> **Records for the task**
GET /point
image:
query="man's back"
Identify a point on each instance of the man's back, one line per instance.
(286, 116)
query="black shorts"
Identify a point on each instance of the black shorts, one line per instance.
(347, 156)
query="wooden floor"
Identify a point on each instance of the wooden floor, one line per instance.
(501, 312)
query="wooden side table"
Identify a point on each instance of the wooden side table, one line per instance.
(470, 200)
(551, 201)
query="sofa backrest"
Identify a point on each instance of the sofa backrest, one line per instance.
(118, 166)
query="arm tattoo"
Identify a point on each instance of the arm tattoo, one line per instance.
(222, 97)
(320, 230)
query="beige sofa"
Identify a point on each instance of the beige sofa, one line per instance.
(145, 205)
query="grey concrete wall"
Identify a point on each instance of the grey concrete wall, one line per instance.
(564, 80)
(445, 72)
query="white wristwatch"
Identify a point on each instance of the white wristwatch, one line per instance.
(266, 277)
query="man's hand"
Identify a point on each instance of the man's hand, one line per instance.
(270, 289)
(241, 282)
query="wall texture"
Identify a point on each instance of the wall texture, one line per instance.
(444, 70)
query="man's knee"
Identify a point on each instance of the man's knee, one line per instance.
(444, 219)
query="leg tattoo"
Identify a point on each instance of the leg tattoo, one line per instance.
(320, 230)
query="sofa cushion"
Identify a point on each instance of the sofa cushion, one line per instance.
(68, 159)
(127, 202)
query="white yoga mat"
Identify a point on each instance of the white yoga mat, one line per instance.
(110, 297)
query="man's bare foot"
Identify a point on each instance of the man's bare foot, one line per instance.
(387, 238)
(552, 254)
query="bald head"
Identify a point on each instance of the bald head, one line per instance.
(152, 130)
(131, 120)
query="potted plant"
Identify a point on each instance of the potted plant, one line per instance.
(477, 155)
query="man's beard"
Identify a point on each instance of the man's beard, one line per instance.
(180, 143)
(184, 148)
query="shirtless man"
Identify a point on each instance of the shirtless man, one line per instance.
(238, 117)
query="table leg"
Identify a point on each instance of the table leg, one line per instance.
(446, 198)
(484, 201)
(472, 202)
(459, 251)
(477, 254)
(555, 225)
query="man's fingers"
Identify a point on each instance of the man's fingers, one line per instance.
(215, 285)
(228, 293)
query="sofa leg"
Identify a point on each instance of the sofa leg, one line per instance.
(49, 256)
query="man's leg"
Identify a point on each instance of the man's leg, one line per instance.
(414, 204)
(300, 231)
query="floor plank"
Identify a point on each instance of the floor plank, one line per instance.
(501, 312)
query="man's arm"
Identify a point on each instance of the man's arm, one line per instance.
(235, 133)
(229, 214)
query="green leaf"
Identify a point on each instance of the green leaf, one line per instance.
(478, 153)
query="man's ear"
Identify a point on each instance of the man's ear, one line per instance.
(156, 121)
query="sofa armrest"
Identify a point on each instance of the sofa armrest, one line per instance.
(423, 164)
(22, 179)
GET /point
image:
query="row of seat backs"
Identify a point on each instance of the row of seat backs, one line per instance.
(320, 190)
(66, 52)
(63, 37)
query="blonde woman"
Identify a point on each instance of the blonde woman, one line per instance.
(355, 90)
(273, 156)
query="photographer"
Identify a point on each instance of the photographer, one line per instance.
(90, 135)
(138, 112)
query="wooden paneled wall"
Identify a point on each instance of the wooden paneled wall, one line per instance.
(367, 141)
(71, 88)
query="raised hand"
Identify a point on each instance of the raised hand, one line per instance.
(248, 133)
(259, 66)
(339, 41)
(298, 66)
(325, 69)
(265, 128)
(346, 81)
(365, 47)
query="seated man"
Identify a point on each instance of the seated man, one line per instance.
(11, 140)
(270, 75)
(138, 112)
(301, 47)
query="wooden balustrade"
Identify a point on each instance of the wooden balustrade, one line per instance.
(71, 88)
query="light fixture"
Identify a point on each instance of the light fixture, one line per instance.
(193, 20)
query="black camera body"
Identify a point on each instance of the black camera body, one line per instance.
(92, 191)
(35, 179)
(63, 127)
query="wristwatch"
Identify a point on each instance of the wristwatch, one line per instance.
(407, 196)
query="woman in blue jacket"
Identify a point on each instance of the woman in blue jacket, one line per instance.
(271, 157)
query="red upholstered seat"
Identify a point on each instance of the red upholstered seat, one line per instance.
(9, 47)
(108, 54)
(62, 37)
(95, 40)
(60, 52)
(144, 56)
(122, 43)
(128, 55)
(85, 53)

> **Your task**
Count the lines in the rows above that contain the string "sofa", and give only that number.

> **Response below**
10